[Exercise] Tally the lines of the data below that contain the string "beard", matching case exactly, and reply with only that number.

(Pointing dataset excerpts)
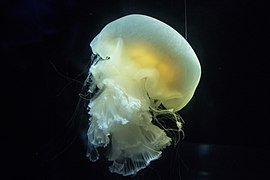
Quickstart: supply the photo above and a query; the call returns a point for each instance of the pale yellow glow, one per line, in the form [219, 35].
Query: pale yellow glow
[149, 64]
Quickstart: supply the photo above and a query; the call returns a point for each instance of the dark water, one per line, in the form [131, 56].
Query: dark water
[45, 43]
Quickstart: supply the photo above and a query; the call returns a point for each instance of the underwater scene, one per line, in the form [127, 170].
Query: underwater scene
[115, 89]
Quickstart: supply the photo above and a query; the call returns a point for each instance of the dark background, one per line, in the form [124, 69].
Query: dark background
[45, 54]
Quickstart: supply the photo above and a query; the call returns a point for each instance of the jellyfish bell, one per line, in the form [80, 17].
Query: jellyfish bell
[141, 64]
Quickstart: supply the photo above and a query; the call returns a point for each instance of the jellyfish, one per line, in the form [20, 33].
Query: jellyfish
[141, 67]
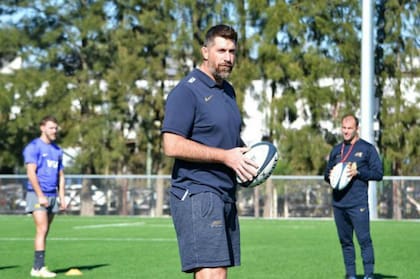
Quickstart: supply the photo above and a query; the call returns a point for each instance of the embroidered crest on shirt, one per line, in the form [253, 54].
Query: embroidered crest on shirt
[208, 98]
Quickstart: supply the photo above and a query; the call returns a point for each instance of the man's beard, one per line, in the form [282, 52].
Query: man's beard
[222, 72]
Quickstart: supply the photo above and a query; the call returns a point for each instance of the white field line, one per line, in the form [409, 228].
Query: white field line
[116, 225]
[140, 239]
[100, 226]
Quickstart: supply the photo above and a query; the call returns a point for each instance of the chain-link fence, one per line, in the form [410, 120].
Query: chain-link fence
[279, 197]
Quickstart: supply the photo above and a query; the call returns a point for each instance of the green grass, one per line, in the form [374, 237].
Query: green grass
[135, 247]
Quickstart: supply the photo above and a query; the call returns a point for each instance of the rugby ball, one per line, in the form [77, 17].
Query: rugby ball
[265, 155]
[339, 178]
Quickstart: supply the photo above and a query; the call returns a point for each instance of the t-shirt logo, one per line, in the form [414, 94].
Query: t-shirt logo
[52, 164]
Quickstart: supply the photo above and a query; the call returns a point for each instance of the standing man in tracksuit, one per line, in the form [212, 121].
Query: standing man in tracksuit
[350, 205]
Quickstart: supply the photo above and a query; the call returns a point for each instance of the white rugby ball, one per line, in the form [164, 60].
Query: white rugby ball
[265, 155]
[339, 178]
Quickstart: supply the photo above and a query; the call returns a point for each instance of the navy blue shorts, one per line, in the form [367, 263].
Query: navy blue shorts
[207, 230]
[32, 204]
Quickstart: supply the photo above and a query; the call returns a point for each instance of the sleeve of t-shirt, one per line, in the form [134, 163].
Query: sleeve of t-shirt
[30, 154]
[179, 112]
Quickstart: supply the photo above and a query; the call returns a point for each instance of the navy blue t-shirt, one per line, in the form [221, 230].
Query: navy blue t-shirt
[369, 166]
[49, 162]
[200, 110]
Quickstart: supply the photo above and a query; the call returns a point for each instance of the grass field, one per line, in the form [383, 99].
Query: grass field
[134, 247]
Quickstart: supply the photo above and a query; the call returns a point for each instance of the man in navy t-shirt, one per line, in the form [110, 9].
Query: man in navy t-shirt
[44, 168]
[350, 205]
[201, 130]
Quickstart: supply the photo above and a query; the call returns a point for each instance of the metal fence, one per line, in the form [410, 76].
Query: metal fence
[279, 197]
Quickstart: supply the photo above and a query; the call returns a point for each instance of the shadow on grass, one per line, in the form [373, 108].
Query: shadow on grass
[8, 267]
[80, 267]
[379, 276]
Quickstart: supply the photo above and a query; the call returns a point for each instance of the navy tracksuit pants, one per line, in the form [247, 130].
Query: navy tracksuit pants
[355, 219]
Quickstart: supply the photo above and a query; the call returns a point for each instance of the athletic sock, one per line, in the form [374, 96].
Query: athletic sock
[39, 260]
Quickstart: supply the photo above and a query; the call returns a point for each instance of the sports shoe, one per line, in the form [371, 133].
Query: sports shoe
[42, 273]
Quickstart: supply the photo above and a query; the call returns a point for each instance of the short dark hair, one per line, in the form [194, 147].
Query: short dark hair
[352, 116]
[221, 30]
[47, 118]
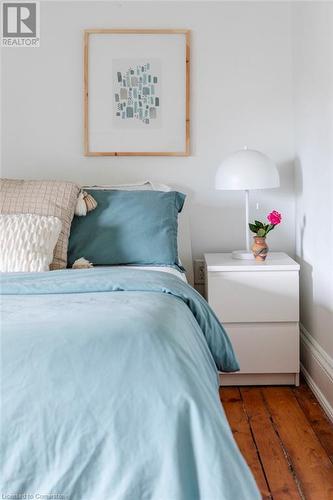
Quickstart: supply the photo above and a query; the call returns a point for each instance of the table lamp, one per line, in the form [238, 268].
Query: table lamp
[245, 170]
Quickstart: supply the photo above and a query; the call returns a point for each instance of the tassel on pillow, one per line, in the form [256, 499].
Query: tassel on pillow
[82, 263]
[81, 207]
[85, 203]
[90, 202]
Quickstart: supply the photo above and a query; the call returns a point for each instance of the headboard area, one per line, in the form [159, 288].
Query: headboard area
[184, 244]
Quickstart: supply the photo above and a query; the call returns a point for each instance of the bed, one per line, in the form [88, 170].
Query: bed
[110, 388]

---

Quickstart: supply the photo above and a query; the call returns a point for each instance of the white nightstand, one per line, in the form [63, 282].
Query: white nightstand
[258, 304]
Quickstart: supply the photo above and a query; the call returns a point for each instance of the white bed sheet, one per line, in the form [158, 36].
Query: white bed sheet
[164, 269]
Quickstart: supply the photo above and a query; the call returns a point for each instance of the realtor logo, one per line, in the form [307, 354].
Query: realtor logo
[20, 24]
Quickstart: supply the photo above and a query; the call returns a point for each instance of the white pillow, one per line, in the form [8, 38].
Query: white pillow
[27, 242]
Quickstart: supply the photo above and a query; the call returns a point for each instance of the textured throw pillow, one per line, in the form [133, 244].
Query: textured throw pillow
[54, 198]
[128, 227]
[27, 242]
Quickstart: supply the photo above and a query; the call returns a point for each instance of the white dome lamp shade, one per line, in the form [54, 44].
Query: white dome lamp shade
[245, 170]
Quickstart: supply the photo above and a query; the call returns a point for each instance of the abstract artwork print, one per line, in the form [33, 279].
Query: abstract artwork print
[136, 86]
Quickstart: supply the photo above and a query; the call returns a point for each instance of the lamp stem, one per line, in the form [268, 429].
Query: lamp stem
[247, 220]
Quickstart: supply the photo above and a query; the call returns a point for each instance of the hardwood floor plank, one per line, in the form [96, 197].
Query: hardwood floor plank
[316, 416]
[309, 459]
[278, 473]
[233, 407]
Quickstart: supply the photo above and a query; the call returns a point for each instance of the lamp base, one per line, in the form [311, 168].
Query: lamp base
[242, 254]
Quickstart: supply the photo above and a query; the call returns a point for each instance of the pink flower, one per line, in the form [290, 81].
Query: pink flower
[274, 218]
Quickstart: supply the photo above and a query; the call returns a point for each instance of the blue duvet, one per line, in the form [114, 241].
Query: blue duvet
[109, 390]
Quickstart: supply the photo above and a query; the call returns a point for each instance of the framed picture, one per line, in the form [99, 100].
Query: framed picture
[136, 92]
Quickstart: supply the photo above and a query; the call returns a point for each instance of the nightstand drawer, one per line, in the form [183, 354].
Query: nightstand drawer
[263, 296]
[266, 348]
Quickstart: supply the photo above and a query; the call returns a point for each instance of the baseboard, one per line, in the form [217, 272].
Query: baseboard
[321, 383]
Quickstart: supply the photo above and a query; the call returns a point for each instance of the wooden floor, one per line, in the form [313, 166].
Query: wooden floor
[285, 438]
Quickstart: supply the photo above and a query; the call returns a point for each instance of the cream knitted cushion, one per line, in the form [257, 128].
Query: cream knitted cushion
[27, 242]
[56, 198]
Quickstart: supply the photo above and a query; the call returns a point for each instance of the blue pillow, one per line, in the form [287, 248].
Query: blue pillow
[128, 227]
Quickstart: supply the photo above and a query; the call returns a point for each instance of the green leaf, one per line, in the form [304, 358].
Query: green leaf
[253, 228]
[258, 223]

==

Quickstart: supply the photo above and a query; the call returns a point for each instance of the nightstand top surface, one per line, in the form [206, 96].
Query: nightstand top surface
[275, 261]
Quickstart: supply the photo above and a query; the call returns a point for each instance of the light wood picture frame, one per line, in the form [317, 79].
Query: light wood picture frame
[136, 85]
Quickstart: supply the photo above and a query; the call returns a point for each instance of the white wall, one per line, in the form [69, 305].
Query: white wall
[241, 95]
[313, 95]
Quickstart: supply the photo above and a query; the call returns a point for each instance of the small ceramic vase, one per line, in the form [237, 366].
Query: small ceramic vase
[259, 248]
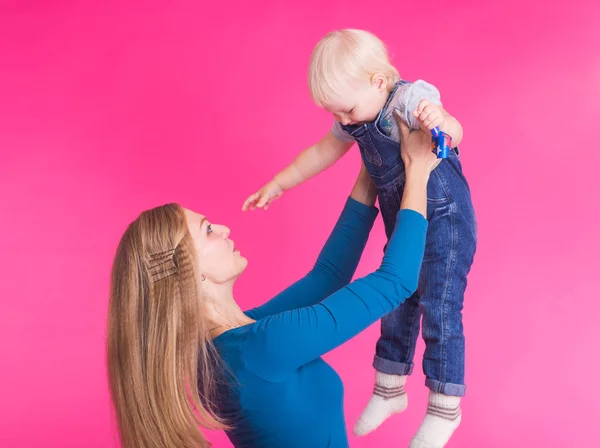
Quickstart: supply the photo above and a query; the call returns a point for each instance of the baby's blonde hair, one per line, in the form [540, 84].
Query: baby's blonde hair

[Task solution] 2